• WHAT IS BEING ASKED: Could you edit the data below by replacing "Kindly" with "Please" everywhere it occurs, keeping everything else the same? Leave the pictures out of your answer.

• DATA SHOWN:
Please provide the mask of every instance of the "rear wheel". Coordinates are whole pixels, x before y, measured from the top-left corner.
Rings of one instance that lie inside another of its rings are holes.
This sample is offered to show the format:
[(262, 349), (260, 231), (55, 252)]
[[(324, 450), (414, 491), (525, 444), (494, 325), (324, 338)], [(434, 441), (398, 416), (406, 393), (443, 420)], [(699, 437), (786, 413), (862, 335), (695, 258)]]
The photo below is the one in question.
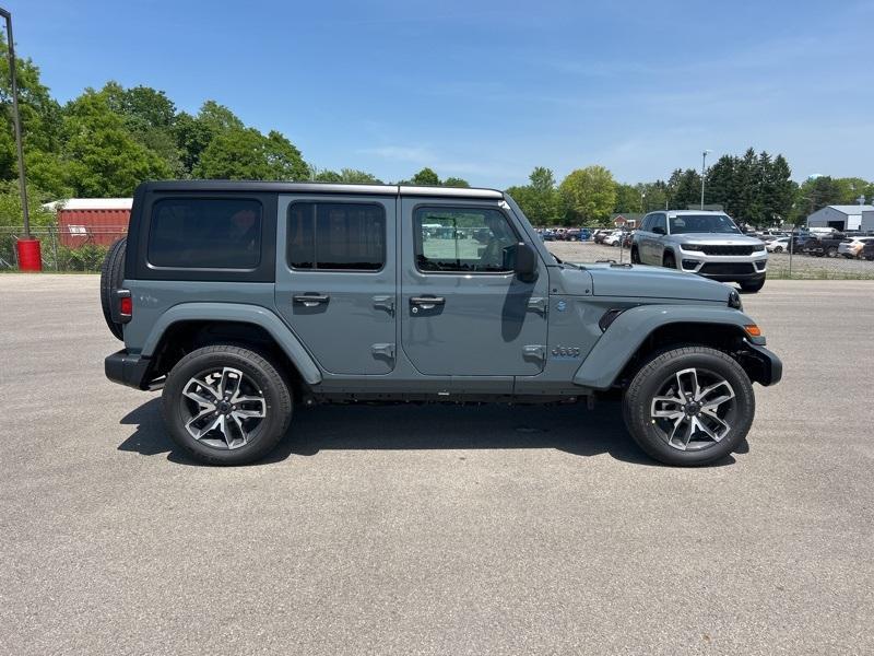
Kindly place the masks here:
[(737, 362), (707, 347), (653, 356), (623, 398), (635, 442), (668, 465), (708, 465), (737, 448), (755, 414), (753, 385)]
[(292, 395), (276, 368), (249, 349), (213, 345), (173, 367), (162, 397), (173, 440), (211, 465), (244, 465), (279, 444)]
[(125, 337), (121, 332), (121, 324), (113, 320), (111, 307), (116, 292), (125, 282), (125, 251), (127, 246), (127, 237), (121, 237), (113, 244), (103, 260), (103, 267), (101, 267), (101, 307), (103, 308), (103, 318), (106, 319), (106, 325), (109, 326), (111, 333), (118, 339), (125, 339)]

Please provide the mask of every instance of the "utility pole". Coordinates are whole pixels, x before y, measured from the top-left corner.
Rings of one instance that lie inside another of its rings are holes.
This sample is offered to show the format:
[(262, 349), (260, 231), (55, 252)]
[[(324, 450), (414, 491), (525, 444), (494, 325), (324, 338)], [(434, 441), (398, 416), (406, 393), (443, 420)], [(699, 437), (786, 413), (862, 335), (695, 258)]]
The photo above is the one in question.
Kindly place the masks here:
[(24, 239), (16, 243), (19, 269), (23, 271), (42, 271), (43, 258), (39, 242), (31, 238), (31, 212), (27, 207), (27, 183), (24, 173), (24, 149), (21, 141), (21, 116), (19, 114), (19, 82), (15, 75), (15, 42), (12, 38), (12, 14), (0, 8), (0, 16), (7, 22), (7, 42), (9, 44), (9, 77), (12, 86), (12, 124), (15, 128), (15, 148), (19, 155), (19, 191), (21, 194), (21, 212), (24, 219)]
[(0, 16), (7, 21), (7, 40), (9, 42), (9, 77), (12, 78), (12, 124), (15, 126), (15, 148), (19, 150), (19, 189), (21, 191), (21, 209), (24, 212), (24, 237), (31, 238), (31, 215), (27, 211), (27, 187), (24, 184), (24, 150), (21, 144), (21, 118), (19, 116), (19, 83), (15, 79), (15, 44), (12, 40), (12, 14), (0, 8)]

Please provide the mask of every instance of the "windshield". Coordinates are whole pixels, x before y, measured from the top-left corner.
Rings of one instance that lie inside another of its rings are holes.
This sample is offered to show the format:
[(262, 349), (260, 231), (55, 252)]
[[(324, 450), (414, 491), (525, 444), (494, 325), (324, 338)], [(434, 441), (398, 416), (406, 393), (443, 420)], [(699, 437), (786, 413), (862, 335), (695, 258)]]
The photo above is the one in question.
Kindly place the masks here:
[(743, 234), (725, 214), (683, 214), (672, 216), (670, 221), (672, 235), (696, 232)]

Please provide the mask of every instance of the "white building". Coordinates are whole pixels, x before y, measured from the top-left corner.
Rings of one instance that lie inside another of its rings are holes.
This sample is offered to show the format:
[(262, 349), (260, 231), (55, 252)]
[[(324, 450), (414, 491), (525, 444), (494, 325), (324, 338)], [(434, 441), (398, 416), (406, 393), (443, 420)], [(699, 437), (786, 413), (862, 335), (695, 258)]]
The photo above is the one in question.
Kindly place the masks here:
[(874, 206), (828, 206), (807, 216), (807, 227), (874, 230)]

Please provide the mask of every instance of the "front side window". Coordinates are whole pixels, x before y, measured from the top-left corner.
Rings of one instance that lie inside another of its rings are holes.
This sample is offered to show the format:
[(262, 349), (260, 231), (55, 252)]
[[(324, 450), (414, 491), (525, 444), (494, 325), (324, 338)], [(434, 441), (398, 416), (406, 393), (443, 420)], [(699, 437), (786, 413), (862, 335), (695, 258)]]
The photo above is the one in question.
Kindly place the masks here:
[(149, 263), (176, 269), (252, 270), (261, 261), (261, 203), (165, 198), (154, 203)]
[(295, 269), (379, 271), (386, 263), (386, 209), (373, 203), (292, 203), (287, 259)]
[(413, 213), (421, 271), (512, 271), (519, 243), (507, 216), (489, 208), (417, 208)]
[(741, 230), (725, 214), (681, 214), (671, 216), (671, 234), (722, 233), (740, 235)]

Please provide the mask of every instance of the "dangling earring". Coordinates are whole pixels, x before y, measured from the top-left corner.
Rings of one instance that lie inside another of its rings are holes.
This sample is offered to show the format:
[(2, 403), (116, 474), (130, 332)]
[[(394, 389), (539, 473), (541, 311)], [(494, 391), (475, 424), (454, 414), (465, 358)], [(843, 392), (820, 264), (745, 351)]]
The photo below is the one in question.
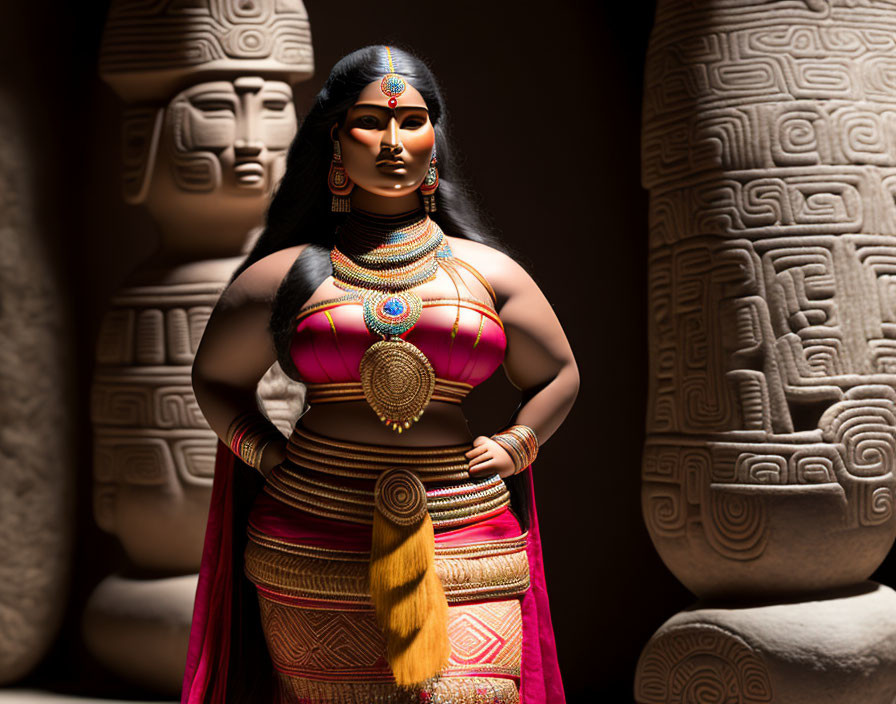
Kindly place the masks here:
[(355, 184), (345, 173), (345, 167), (342, 165), (342, 149), (338, 140), (333, 140), (333, 161), (330, 162), (330, 172), (327, 174), (327, 186), (333, 199), (330, 201), (330, 210), (334, 213), (347, 213), (351, 211), (351, 200), (349, 193), (355, 187)]
[(423, 196), (423, 209), (427, 213), (436, 212), (436, 189), (439, 187), (439, 170), (436, 167), (436, 152), (433, 149), (429, 170), (420, 184), (420, 195)]

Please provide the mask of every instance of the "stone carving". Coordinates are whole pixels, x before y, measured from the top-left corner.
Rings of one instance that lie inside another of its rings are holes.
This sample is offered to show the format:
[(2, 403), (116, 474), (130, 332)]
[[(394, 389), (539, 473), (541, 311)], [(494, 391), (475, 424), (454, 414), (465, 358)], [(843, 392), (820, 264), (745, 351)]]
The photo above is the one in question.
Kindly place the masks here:
[(894, 46), (878, 0), (658, 5), (642, 498), (699, 596), (855, 585), (896, 536)]
[(866, 582), (812, 601), (670, 618), (638, 661), (638, 704), (892, 704), (896, 592)]
[(23, 107), (0, 95), (0, 685), (56, 637), (74, 533), (75, 335), (38, 218)]
[[(193, 355), (283, 173), (291, 84), (312, 68), (300, 0), (121, 0), (106, 26), (100, 71), (127, 104), (124, 197), (160, 246), (111, 301), (91, 397), (94, 515), (141, 576), (105, 580), (84, 631), (108, 667), (159, 692), (183, 677), (217, 445)], [(300, 386), (275, 365), (259, 393), (288, 432)]]
[(302, 0), (120, 0), (100, 55), (100, 74), (128, 103), (155, 102), (201, 74), (275, 74), (293, 85), (313, 70)]

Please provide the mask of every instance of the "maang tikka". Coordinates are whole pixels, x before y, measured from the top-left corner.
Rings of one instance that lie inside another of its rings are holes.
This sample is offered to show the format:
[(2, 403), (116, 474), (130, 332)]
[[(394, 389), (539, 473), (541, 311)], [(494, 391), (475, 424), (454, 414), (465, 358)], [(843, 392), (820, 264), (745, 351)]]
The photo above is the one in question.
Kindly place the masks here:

• WRITTEN RESPONSE:
Please provide the mask of every instance of the "rear wheel". Coordinates are whole pixels, x before y, measured from the top-left corner.
Rings of one instance that lie inside another of its rings are holes.
This sample is offered to show the format:
[(262, 349), (260, 231), (55, 252)]
[[(324, 450), (414, 491), (525, 444), (494, 325), (324, 338)], [(434, 441), (398, 416), (406, 393), (443, 420)], [(699, 437), (786, 413), (862, 335), (695, 258)]]
The photo below is the one in question.
Please place the masks here:
[(737, 362), (707, 347), (653, 356), (623, 398), (635, 442), (668, 465), (708, 465), (737, 448), (755, 414), (753, 385)]
[(292, 395), (276, 368), (249, 349), (213, 345), (173, 367), (162, 397), (173, 440), (211, 465), (244, 465), (279, 444)]
[(125, 337), (121, 332), (121, 324), (113, 320), (111, 307), (116, 292), (125, 282), (125, 251), (127, 246), (127, 237), (121, 237), (113, 244), (103, 260), (103, 267), (101, 267), (101, 307), (103, 308), (103, 318), (106, 319), (106, 325), (109, 326), (111, 333), (118, 339), (125, 339)]

Please provide the mask of every instance of the "utility pole". Coordinates are whole pixels, x before y, measured from the top-left corner.
Rings of one instance that lie inside another of its rings are holes.
This sample is offered to show the format:
[(262, 349), (260, 231), (55, 252)]
[[(324, 450), (414, 491), (525, 444), (494, 325), (324, 338)], [(434, 441), (398, 416), (406, 393), (443, 420)], [(699, 437), (786, 413), (862, 335), (695, 258)]]
The photo above is the one in question.
Please place the masks here:
[(24, 239), (16, 243), (19, 269), (23, 271), (42, 271), (43, 258), (39, 242), (31, 238), (31, 212), (27, 207), (27, 183), (24, 173), (24, 149), (21, 141), (21, 116), (19, 114), (19, 82), (15, 75), (15, 42), (12, 38), (12, 14), (0, 8), (0, 16), (7, 22), (7, 42), (9, 44), (9, 77), (12, 86), (12, 124), (15, 128), (15, 148), (19, 155), (19, 191), (21, 194), (21, 212), (24, 219)]
[(0, 16), (7, 21), (7, 40), (9, 42), (9, 77), (12, 78), (12, 124), (15, 126), (15, 148), (19, 150), (19, 189), (21, 191), (21, 209), (24, 212), (24, 237), (31, 238), (31, 215), (27, 211), (27, 187), (24, 184), (24, 150), (21, 144), (21, 118), (19, 116), (19, 83), (15, 79), (15, 44), (12, 40), (12, 14), (0, 8)]

Please provide the mask of every instance of the "windshield". Coordinates are whole pixels, x before y, measured from the top-left corner.
Rings of one instance that lie inside another of its rings are holes.
This sample is offered to show the format:
[(262, 349), (260, 231), (55, 252)]
[[(324, 450), (414, 491), (525, 444), (494, 325), (324, 338)], [(434, 441), (398, 416), (406, 393), (443, 420)], [(699, 437), (786, 413), (862, 335), (695, 258)]]
The photo above is the one in question.
Please place the masks here:
[(743, 234), (725, 214), (683, 214), (672, 216), (670, 221), (672, 235), (696, 232)]

Please provide the mask of every instance of the "white building". Coordinates are whole pixels, x before y, measured from the top-left corner.
Rings of one instance that lie inside another of its rings are holes.
This sample is offered to show the format:
[(262, 349), (260, 231), (55, 252)]
[[(324, 450), (414, 491), (525, 444), (494, 325), (324, 338)], [(434, 441), (398, 416), (406, 393), (443, 420)], [(699, 437), (786, 413), (862, 335), (695, 258)]]
The photo above is the one in question.
Please place the masks here:
[(874, 206), (828, 206), (807, 216), (807, 227), (874, 230)]

Please provide the mask of every instance of the "front side window". Coordinates are whole pixels, x before y, measured from the top-left corner.
Rings of one instance that lie inside another of its rings are holes.
This sample is offered to show the format:
[(262, 349), (260, 231), (55, 252)]
[[(324, 450), (414, 491), (525, 444), (494, 325), (324, 338)], [(434, 441), (398, 416), (406, 393), (443, 420)], [(699, 437), (786, 413), (862, 335), (695, 258)]]
The photo above is the one in question.
Please place the masks here:
[(149, 263), (176, 269), (252, 270), (261, 261), (261, 203), (165, 198), (154, 203)]
[(295, 269), (379, 271), (386, 263), (386, 209), (373, 203), (292, 203), (287, 259)]
[(413, 213), (421, 271), (512, 271), (519, 243), (507, 216), (489, 208), (417, 208)]
[(741, 230), (725, 214), (681, 214), (671, 216), (671, 234), (722, 233), (740, 235)]

Please provide the mask of every instance of the "dangling earring". Coordinates are whole pixels, x before y, measured from the top-left corner.
Rings of one instance that lie inside another of its rings are holes.
This sample is offered to show the format:
[(2, 403), (116, 474), (130, 332)]
[[(394, 389), (539, 473), (541, 311)], [(494, 391), (475, 424), (454, 414), (465, 358)], [(843, 392), (820, 264), (745, 351)]]
The photo below is the one in question.
Please place the masks here:
[(355, 184), (345, 173), (345, 167), (342, 165), (342, 149), (338, 140), (333, 140), (333, 161), (330, 162), (330, 172), (327, 174), (327, 186), (333, 199), (330, 201), (330, 210), (334, 213), (347, 213), (351, 211), (351, 200), (349, 193), (355, 187)]
[(423, 196), (423, 209), (427, 213), (436, 212), (436, 189), (439, 187), (439, 170), (436, 167), (436, 152), (433, 149), (429, 170), (420, 184), (420, 195)]

Please provide the mask of every instance of the "stone carving". Coordinates are whole pixels, x before y, measured from the top-left corner.
Rings of one instance that lie inside another of its rings are holes.
This sample is offered to show the format:
[(2, 403), (116, 474), (130, 332)]
[[(394, 389), (539, 473), (541, 311)], [(494, 391), (475, 424), (454, 414), (465, 358)], [(843, 392), (820, 264), (745, 351)]]
The photo above is the one in question.
Please place the masks here:
[(894, 46), (878, 0), (658, 5), (642, 498), (699, 596), (855, 585), (896, 536)]
[(866, 582), (812, 601), (670, 618), (638, 661), (638, 704), (892, 704), (896, 592)]
[(23, 107), (0, 95), (0, 685), (56, 637), (74, 533), (75, 335), (38, 218)]
[[(193, 355), (283, 173), (291, 84), (312, 68), (300, 0), (121, 0), (106, 26), (100, 71), (127, 104), (124, 197), (160, 246), (111, 301), (91, 397), (94, 515), (141, 576), (105, 580), (84, 631), (108, 667), (159, 692), (183, 677), (217, 445)], [(300, 386), (275, 365), (259, 393), (288, 432)]]
[(302, 0), (120, 0), (100, 55), (100, 74), (128, 103), (155, 102), (201, 74), (275, 74), (293, 85), (313, 70)]

Please provide the mask of every instance of the "maang tikka". Coordinates are whole pixels, x before y, measured from the top-left corner.
Rings of one instance that lie inside another of its rings are holes.
This sample is offered to show the format:
[(2, 403), (116, 474), (130, 332)]
[[(394, 389), (539, 473), (541, 311)], [(494, 391), (475, 424), (454, 414), (465, 358)], [(843, 392), (820, 264), (745, 351)]]
The photo above is the one in question.
Please place the masks here:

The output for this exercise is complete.